··· Excerpted passage

Sidney Reilly

72

By Peter Carroll

Sidney Reilly

Sidney Reilly: Ace of Spies

 

The Ace of Spies

“James Bond is just a piece of nonsense I dreamed up. He’s not a Sidney Reilly you know.”

-          Ian Fleming

 

On November 5th, 1925, just past 9 pm on a silently cold Moscow evening, a car containing six men rolled through the gates of the Lubyanka. A Dr and photographer waited patiently as one of the six men, a hooded corpse, was delivered to the infirmary. A high pitched whine greeted the removal of the hood followed by the sharp explosion of the camera’s bulb, its echo reverberating through the eerie silence of the infirmary. This man’s funeral, like his life, would be cloaked in secrecy and reported in a sea of disinformation. Confirmation of that evening’s events, including the photograph, would fail to reach the outside world for another seventy five years.

 

Shlomo Rosenblum, Sigmund Rosenblum, George Rose, Leon Rosenblatt, Pavel Relinsky, Constantine Massino, Sidney Roberts, and ultimately Sidney George Reilly were all aliases used by a man who would become known as the “Britains Master Spy” (Lockhart 7), one of the greatest secret agents of the 20th century. Not even his employers, the British Secret Service (or SIS which later became MI6), were certain of his real name or nationality.

 

On a cold wet day late in 1895, the man who would become Sidney Reilly stepped from the boat at Portsmouth, England, along with a large group of otherwise ordinary travelers from France. He was slim build and medium height with a head slightly too large for its frame. Under heavy dark eyebrows a large pointed nose separated full lips from protruding eyes. His face was long enough to give the impression of a constant scowl beneath thick dark hair cropped tightly atop his head. The young man of 23 was once again fleeing trouble. Having been born some time in 1874 [official documents indicate March 24 (Spence 2)] to a wealthy Jewish family living in the southern districts of Ukraine, Shlomo Rosenblum fled Russia to Germany and then France. He later claimed to have been mixed up in a political plot, but government documents fail to verify this. Shortly prior to Rosenblum’s arrival in England, two Russian activists carrying pound sterling from England destined for Revolutionary coffers in Switzerland had been attacked on a late night train. Rosenblum was later said to have been behind the robbery that saw one of the men barely survive being thrown overboard while the other man was killed outright. Whatever the case, Rosenblum stood dockside in Portsmouth with almost £1,500 ($75,000 in today’s money) in his suitcase (Spence 21).

······

▸ To do:
1. Answer these questions from the Sidney Reilly passage, one per line:
(a) On what date did the car carrying six men roll through the gates of the Lubyanka?
(b) What did the British Secret Service later become?
(c) How much money did Rosenblum have in his suitcase at Portsmouth?
2. Reproduce the stretch of the Sidney Reilly passage from "On November 5th, 1925, just" through "seventy five years." word for word.

··· Source data

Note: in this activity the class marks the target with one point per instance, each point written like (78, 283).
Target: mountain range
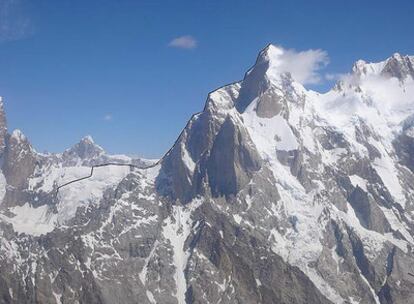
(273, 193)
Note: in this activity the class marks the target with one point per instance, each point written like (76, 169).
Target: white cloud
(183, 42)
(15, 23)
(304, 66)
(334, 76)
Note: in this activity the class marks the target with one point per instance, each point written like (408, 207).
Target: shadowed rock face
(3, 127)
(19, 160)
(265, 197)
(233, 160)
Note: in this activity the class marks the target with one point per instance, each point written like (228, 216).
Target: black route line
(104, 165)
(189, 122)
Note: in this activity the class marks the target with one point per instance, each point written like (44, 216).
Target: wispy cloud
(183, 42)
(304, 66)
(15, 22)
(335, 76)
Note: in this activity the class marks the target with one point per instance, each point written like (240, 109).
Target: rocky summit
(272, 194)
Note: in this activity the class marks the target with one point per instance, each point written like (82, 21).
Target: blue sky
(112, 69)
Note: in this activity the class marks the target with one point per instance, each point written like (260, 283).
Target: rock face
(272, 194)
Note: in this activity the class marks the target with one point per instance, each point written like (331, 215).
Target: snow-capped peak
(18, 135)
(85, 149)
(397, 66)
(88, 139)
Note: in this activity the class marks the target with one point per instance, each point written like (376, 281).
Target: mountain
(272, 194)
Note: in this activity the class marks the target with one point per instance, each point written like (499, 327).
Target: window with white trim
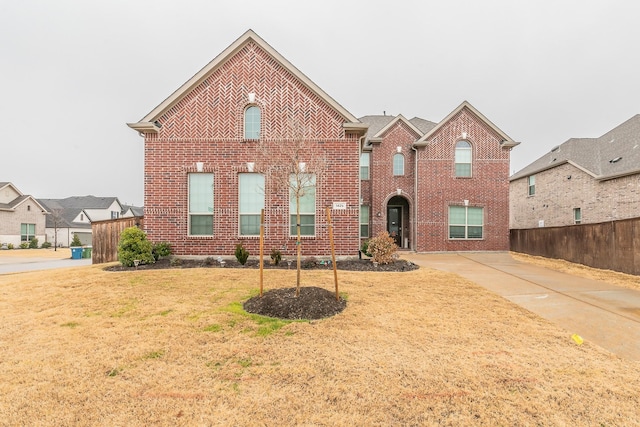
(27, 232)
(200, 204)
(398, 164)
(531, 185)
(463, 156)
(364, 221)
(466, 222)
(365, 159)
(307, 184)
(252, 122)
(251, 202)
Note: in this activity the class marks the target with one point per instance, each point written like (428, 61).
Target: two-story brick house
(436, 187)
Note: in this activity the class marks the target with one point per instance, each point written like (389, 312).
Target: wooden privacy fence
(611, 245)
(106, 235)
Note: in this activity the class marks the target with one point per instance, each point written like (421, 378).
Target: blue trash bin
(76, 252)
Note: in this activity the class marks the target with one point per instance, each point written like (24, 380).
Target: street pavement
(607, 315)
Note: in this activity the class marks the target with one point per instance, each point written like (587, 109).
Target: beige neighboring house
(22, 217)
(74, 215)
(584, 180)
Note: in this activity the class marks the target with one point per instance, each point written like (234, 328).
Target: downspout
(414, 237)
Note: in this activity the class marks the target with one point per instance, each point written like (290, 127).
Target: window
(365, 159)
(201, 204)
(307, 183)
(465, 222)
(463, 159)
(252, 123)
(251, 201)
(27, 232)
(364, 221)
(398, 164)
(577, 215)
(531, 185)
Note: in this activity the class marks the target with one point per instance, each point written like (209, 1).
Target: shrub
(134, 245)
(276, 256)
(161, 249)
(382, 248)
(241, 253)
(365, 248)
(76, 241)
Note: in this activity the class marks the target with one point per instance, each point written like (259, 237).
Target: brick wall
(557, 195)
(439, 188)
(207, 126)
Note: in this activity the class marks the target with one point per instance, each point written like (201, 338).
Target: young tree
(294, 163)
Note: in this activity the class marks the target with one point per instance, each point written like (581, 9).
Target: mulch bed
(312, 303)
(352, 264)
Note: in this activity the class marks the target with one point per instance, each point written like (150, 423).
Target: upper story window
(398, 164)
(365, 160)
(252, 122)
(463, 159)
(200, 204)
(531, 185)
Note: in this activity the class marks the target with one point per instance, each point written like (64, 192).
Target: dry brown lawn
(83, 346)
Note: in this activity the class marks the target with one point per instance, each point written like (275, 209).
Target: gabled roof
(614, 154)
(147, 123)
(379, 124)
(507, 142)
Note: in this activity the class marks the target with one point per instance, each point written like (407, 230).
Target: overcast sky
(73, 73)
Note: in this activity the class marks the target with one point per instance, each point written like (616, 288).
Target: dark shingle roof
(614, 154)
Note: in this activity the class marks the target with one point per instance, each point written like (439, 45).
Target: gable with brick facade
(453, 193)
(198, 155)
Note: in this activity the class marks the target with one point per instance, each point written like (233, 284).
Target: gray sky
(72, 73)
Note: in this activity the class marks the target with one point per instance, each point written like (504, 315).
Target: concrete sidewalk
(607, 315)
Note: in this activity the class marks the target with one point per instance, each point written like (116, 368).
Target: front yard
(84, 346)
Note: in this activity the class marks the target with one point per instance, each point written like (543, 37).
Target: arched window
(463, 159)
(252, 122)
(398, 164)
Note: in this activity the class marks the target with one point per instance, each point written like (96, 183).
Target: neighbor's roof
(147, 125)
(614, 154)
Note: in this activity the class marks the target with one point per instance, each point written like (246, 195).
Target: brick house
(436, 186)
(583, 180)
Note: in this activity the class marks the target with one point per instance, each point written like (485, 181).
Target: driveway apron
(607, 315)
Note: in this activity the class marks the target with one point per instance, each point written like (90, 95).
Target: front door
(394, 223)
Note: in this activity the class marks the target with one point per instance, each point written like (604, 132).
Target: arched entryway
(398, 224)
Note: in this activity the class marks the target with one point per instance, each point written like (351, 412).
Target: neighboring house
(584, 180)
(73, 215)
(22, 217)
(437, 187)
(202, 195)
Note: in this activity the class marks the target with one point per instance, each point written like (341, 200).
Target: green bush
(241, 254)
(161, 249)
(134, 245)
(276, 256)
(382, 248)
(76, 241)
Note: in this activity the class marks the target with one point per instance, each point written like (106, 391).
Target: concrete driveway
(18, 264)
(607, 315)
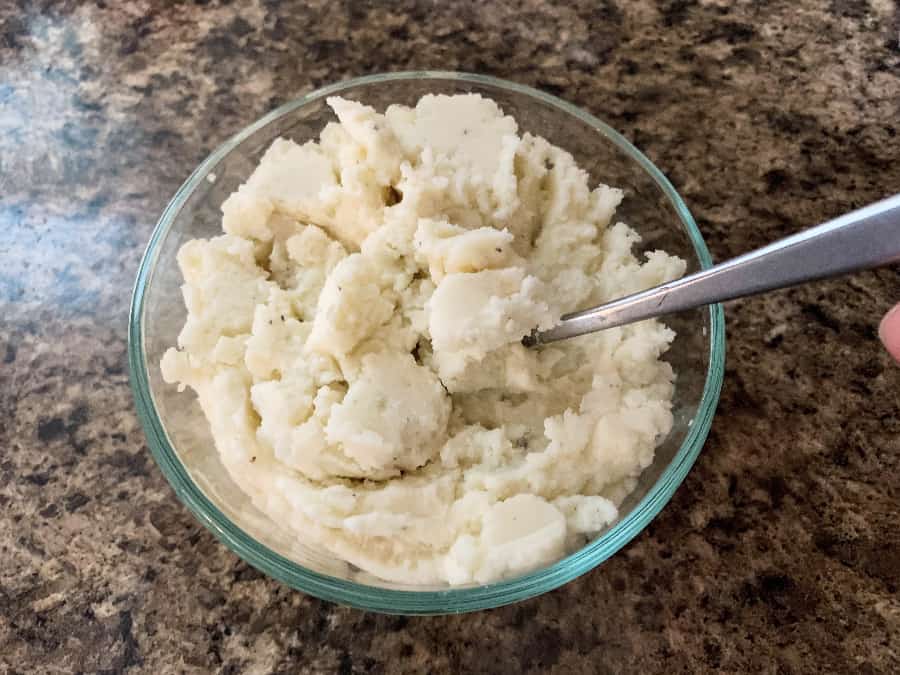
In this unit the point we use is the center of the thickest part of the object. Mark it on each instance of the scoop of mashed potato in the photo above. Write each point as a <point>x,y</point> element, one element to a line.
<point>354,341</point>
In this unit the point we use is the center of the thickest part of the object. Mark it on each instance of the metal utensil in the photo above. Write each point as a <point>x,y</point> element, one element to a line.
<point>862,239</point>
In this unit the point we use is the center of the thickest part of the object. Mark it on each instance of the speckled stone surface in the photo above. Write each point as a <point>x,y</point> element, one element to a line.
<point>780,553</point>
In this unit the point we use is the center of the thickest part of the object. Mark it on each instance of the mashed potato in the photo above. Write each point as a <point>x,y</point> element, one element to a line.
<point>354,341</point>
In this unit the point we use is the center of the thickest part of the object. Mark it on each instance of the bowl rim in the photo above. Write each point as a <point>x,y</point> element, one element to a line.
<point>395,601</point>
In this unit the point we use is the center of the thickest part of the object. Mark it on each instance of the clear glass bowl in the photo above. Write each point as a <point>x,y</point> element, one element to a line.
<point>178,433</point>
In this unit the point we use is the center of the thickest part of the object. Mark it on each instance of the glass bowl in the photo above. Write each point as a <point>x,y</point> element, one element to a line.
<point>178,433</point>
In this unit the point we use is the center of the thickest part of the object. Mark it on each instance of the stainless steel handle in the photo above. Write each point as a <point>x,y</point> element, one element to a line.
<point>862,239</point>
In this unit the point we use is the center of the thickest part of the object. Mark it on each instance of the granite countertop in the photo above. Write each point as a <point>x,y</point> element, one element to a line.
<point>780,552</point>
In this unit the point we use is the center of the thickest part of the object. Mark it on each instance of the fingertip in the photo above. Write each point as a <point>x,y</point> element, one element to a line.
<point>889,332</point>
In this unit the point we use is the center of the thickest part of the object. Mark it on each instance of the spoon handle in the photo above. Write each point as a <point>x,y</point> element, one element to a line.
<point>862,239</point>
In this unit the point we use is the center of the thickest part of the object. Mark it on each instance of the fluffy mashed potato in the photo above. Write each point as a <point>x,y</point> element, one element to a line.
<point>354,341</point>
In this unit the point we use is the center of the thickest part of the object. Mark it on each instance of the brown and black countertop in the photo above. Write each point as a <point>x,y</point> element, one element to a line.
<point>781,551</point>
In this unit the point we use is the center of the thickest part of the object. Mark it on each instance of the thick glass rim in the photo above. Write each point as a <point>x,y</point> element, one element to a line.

······

▸ Task responses:
1.
(a) November 5th, 1925
(b) MI6
(c) Almost £1,500 ($75,000 in today's money)

2.
On November 5th, 1925, just past 9 pm on a silently cold Moscow evening, a car containing six men rolled through the gates of the Lubyanka. A Dr and photographer waited patiently as one of the six men, a hooded corpse, was delivered to the infirmary. A high pitched whine greeted the removal of the hood followed by the sharp explosion of the camera’s bulb, its echo reverberating through the eerie silence of the infirmary. This man’s funeral, like his life, would be cloaked in secrecy and reported in a sea of disinformation. Confirmation of that evening’s events, including the photograph, would fail to reach the outside world for another seventy five years.